**Exercise details:**
Reproduce the entries from the line containing "Point out the flower garland in this photo." through the end of the entries, inclusive, substituting "for each instance" for every occurrence of "per instance" and leaving everything else unchanged.

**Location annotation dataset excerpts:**
--- start ---

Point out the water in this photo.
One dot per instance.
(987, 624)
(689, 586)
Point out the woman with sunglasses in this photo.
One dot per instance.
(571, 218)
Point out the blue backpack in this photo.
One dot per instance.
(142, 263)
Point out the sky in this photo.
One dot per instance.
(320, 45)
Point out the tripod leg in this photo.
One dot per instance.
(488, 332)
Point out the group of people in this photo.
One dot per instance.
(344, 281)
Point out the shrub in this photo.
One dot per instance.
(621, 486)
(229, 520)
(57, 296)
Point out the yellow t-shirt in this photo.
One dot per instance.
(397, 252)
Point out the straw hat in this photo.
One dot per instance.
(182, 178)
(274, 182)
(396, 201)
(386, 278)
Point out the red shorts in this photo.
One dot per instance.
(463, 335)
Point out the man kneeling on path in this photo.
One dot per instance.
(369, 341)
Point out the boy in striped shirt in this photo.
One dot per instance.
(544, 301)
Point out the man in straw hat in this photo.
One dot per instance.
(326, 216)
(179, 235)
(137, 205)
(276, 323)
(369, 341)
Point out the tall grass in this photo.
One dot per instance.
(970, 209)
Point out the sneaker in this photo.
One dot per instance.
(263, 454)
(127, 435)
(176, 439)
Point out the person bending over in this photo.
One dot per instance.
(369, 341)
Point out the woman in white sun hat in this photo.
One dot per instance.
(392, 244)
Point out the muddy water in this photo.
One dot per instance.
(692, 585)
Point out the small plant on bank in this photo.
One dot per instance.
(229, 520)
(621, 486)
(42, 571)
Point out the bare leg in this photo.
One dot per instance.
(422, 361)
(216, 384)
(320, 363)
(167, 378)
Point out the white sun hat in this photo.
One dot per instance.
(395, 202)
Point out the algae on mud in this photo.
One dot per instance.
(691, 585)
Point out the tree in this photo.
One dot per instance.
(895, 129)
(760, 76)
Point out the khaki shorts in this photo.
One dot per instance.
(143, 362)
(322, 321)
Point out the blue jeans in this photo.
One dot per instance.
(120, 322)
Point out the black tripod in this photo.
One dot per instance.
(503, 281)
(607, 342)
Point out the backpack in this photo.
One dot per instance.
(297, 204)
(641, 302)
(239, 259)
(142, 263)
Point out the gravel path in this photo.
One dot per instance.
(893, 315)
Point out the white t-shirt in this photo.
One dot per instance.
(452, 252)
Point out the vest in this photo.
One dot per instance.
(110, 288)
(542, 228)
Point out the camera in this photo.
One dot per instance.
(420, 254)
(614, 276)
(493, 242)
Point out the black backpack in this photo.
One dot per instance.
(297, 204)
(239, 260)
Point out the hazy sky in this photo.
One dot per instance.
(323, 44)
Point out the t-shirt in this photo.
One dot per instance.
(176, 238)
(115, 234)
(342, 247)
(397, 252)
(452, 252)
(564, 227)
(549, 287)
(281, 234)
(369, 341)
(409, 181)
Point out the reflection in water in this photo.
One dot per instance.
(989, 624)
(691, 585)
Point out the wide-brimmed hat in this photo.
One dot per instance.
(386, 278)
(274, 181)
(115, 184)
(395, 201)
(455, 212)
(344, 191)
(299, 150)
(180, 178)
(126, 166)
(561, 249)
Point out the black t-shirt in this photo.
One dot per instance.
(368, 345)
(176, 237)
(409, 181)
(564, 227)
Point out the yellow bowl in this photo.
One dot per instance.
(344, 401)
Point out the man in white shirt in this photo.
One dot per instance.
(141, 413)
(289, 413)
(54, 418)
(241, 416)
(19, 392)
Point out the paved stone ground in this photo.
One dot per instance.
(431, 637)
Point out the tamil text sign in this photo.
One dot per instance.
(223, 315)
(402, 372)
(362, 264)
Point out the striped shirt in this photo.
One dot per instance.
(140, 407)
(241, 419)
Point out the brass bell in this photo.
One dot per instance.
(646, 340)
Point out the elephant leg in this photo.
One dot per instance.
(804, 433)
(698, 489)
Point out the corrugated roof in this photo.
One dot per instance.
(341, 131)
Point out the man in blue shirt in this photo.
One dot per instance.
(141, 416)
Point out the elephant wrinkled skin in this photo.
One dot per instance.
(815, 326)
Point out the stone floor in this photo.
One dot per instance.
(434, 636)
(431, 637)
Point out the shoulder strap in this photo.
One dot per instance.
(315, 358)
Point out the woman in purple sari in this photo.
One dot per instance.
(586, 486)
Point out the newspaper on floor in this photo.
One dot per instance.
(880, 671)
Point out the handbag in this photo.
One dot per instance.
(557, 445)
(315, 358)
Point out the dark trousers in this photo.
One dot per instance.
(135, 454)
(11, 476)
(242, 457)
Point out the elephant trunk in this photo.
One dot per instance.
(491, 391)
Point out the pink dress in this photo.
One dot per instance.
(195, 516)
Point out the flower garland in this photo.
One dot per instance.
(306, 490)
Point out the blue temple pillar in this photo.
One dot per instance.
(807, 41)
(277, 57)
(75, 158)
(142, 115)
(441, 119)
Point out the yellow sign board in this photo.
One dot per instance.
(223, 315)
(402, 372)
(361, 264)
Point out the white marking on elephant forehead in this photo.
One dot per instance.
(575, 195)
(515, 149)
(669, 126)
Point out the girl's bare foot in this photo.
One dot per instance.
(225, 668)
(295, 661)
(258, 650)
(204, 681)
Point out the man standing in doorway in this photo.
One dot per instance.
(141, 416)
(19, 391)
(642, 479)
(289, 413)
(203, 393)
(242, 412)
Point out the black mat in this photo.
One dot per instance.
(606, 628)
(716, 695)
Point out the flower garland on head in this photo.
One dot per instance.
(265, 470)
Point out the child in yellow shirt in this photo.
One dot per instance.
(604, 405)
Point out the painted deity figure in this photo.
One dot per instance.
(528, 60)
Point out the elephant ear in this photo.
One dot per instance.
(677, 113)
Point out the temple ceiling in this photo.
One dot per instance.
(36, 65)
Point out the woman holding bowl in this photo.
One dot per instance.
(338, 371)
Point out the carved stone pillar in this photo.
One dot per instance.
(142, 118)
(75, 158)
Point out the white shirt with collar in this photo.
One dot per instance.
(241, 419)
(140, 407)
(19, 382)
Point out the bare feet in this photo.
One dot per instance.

--- end ---

**Solution for this task:**
Point out the flower garland in this photo.
One dot for each instance.
(306, 490)
Point out the blue temple pillar in this photo.
One dot for each instance.
(807, 41)
(277, 57)
(75, 158)
(142, 115)
(441, 119)
Point out the yellow sign board in this photo.
One dot for each instance.
(223, 315)
(402, 372)
(361, 264)
Point out the white marking on elephant forehead in this photo.
One dot for each instance.
(575, 195)
(515, 149)
(669, 126)
Point out the girl's bare foot in this photo.
One dot for each instance.
(225, 668)
(295, 661)
(258, 650)
(204, 681)
Point out the man standing in doorway in this photo.
One dot for each instance.
(141, 416)
(19, 391)
(642, 479)
(289, 413)
(203, 393)
(242, 412)
Point out the black mat in this photo.
One dot for each instance.
(606, 628)
(716, 695)
Point out the flower garland on head in this photo.
One dot for each instance.
(265, 470)
Point out the child in yellow shirt in this photo.
One dot for each instance.
(604, 405)
Point out the painted deity figure in this photo.
One dot for each instance.
(528, 60)
Point out the elephant ear in this photo.
One dot for each instance.
(677, 113)
Point out the temple ceiling in this photo.
One dot for each instance.
(36, 65)
Point out the woman holding bowl in this photo.
One dot for each instance.
(338, 371)
Point out the carved stone pillar in this photo.
One dot for each instance.
(142, 118)
(75, 158)
Point out the white shirt with collar in this photo.
One dot for each instance.
(241, 419)
(140, 407)
(19, 382)
Point out the bare feet in this photo.
One dot for each instance.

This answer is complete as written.